#### READING TEXT:

::::

I fully realize that I have read several similar blog posts about this topic recently but like a group of parents sitting around in the suburbs having a few drinks, I wanted to tell my own version of the story. Be prepared that I have no lightbulb illuminating, sage parenting advice to impart here. Rather, a tale of my own, ongoing poor judgement and the inevitable consequences.
So I have a problem. It’s not what I would define as a serious problem but it’s a problem nonetheless. I am a chronic “cusser ”. As such, I don’t really seem to have much of a filter. Hell, if I’m truly honest I have no filter at all. I’ve had this problem as long as I can remember and I think at this stage of my life I’ve come to accept that I am unlikely to change.
I read an article a few years ago that said swearing in public, and even at the office, can instill other's confidence in you. Apparently, people who swear (assuming this is in the PG sense with the odd F bomb, as opposed to the X rated sense--use your imagination folks), are seen as comfortable, confident and open by those around them. A person who is not afraid to cuss in public is a person you can trust!

::::

#### ABOUT THIS EXERCISE:
Copy out the whole blog post about swearing word for word. The records that come next are from a different source and have nothing to do with the text.

::::

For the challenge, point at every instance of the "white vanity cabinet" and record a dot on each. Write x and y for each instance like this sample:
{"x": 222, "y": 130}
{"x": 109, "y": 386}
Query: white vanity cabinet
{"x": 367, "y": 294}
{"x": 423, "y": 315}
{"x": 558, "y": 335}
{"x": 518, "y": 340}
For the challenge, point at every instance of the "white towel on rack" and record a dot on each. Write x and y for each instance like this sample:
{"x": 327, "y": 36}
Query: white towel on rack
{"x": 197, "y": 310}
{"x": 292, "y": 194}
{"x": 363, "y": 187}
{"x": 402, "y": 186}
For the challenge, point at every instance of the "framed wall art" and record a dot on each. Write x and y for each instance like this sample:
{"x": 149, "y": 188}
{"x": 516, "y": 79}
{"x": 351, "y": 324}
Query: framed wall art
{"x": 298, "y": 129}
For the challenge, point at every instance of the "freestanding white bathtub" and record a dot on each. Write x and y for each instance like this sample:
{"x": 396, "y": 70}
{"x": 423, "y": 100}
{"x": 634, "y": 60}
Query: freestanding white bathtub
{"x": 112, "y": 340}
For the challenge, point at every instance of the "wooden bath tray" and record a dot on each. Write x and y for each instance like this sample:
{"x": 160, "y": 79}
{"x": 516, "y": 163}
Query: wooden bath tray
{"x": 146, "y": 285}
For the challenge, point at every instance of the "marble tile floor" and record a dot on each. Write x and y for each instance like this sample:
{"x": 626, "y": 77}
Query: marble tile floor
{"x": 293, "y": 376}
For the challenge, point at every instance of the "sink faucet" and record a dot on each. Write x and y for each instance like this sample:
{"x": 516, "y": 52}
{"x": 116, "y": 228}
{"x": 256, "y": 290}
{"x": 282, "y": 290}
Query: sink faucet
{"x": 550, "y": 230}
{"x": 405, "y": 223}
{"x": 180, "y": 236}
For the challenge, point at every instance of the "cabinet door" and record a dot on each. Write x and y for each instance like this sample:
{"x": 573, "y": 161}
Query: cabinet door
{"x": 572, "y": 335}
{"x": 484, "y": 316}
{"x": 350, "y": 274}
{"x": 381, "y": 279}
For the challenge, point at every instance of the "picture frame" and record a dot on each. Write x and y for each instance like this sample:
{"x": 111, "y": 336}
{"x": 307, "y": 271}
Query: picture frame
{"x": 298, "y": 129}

::::

#### REPLY:
I fully realize that I have read several similar blog posts about this topic recently but like a group of parents sitting around in the suburbs having a few drinks, I wanted to tell my own version of the story. Be prepared that I have no lightbulb illuminating, sage parenting advice to impart here. Rather, a tale of my own, ongoing poor judgement and the inevitable consequences.
So I have a problem. It’s not what I would define as a serious problem but it’s a problem nonetheless. I am a chronic “cusser ”. As such, I don’t really seem to have much of a filter. Hell, if I’m truly honest I have no filter at all. I’ve had this problem as long as I can remember and I think at this stage of my life I’ve come to accept that I am unlikely to change.
I read an article a few years ago that said swearing in public, and even at the office, can instill other's confidence in you. Apparently, people who swear (assuming this is in the PG sense with the odd F bomb, as opposed to the X rated sense--use your imagination folks), are seen as comfortable, confident and open by those around them. A person who is not afraid to cuss in public is a person you can trust!